-- Begin Document passage --
Jason Victor Serinus on December 8, 2009

Renée Fleming surprised us on Sunday night. Walking onto the Zellerbach Hall stage for her virtually sold-out Cal Performances recital, ensconced in a form-fitting, gorgeous green dress that would be the envy of any prom queen, she looked as beautiful as ever. But no one expected her, after she took her place alongside the piano, to pick up a microphone and address the audience.

Renée Fleming

In a low, totally relaxed voice, Fleming introduced five songs from the second part of Messiaen’s Poèmes pour Mi, the first selections on a risky program mostly devoid of crowd-pleasers. Describing Messiaen’s music as “all about light,” she suggested that the composer’s time had finally come.

Regardless of Messiaen’s popular appeal, it became clear that, at age 50, Renée Fleming’s time has come — not just as an engaging and candid personality, which she certainly is, nor as a beautiful singer, which she always has been, but rather as an artist. There was a new depth to her singing, a level of commitment and passion too rarely displayed in many of her other Bay Area appearances.

The voice itself was in prime form. So easily did the star soprano traverse multiple octaves, from the rock-solid low tones of Richard Strauss’ familiar Zueignung (Dedication) to the soaring, ecstatic highs of her Strauss encore, Cäcilie, that I began to wonder if the reason Fleming has sometimes settled for surface sheen is that vocal production has always been effortless for her.

There was nothing that familiar in the first half of the recital. After the Messiaen, Fleming gave us Massenet’s “J’ai versé le poison dans cette coupe d’or” (I have poured the poison into this golden cup), a little ditty from Cléopâtre in which the fabled beauty sadistically urges one of her slaves to trade his life for her kiss and gaze. It was beautifully sung and deeply touching.
-- End Document passage --
In one to three sentences, explain what in the concert review led the reviewer to suggest why Fleming has sometimes settled for surface sheen. The records that come next are separate material and are not part of the concert review.
-- Begin Extracted records --
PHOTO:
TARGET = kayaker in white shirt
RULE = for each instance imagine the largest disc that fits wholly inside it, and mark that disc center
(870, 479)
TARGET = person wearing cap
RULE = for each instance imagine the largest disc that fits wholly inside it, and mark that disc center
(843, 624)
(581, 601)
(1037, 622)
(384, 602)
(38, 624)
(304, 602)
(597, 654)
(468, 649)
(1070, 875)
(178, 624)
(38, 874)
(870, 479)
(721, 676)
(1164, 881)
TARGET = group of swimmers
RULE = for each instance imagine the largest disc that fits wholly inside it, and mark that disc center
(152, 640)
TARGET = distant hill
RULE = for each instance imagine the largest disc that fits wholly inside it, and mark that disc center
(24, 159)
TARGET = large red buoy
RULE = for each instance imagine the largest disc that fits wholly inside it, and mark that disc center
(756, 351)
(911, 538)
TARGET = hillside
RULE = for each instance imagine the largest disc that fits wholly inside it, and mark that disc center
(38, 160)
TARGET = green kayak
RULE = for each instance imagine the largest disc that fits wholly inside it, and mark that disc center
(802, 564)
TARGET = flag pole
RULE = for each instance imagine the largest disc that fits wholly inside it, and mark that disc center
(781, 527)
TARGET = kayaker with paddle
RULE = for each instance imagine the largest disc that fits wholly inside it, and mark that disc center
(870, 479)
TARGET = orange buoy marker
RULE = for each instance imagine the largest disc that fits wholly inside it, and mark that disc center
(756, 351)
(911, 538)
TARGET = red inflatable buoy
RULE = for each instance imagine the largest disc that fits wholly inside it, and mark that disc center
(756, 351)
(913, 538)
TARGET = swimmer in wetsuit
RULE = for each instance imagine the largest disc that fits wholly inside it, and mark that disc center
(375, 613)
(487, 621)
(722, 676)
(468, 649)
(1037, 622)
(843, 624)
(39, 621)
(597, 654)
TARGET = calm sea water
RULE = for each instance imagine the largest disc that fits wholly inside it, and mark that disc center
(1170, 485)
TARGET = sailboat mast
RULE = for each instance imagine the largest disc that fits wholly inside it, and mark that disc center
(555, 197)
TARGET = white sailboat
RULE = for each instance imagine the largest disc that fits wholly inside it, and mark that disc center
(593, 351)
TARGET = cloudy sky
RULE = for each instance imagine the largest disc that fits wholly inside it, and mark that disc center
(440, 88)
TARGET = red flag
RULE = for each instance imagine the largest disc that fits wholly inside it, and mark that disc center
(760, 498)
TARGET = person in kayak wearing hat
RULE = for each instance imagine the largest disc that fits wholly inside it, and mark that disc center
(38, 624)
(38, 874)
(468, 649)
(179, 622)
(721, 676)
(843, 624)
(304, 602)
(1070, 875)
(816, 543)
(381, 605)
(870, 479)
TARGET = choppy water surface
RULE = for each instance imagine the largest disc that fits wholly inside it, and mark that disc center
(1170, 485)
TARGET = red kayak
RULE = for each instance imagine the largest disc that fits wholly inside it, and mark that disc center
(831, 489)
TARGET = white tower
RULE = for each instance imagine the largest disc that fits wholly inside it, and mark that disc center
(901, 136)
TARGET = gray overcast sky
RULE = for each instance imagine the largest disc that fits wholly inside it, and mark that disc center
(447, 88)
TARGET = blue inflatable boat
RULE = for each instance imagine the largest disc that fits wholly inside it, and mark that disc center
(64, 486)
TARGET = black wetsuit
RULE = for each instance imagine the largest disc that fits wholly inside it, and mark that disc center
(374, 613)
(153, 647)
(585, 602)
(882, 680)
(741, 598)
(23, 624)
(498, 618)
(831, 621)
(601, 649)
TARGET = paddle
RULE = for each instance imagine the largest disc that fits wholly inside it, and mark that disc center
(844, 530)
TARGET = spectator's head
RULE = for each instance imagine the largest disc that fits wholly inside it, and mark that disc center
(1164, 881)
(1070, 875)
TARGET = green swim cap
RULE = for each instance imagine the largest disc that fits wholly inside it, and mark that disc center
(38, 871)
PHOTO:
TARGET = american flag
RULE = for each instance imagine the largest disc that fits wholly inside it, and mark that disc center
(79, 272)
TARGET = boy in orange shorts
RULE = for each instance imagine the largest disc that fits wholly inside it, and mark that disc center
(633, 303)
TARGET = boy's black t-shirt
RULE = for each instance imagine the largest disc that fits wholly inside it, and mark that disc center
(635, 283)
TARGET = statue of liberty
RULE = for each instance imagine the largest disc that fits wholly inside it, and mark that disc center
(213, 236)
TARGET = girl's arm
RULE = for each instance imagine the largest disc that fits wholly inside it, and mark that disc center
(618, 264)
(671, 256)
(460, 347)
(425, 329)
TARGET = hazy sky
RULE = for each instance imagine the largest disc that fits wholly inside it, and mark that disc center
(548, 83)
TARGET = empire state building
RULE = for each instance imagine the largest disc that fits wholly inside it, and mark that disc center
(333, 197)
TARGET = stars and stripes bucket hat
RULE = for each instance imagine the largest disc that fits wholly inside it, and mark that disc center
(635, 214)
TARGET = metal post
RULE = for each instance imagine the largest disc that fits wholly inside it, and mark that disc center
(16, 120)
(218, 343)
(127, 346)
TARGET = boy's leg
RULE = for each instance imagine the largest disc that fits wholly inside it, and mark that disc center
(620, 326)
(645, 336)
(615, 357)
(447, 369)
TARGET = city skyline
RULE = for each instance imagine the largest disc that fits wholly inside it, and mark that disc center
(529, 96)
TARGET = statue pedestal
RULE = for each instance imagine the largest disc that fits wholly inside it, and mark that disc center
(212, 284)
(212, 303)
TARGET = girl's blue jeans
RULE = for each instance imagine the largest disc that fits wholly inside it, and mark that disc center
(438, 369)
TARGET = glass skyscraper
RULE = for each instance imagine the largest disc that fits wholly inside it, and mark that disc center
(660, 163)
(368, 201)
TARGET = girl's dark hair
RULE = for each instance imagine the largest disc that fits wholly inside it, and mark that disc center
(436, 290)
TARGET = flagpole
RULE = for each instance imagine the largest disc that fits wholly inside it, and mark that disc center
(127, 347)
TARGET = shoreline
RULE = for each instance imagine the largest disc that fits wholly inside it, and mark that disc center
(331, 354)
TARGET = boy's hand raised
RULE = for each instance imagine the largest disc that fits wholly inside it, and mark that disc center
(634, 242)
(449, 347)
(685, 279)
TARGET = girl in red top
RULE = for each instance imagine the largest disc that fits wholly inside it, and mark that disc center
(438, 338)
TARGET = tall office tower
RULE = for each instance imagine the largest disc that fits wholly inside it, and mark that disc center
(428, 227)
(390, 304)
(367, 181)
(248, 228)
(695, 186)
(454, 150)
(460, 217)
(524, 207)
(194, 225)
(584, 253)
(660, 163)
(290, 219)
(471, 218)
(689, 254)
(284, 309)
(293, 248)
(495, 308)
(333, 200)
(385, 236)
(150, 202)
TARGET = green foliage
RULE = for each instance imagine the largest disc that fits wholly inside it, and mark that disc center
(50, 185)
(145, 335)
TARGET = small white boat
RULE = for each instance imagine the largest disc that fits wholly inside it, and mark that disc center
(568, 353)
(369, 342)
-- End Extracted records --
__Complete output__. Fleming moved so easily across multiple octaves, from the solid low tones of Strauss' Zueignung to the soaring highs of her encore, Cäcilie, that the reviewer began to wonder about it. The suggested reason is that vocal production has always been effortless for her.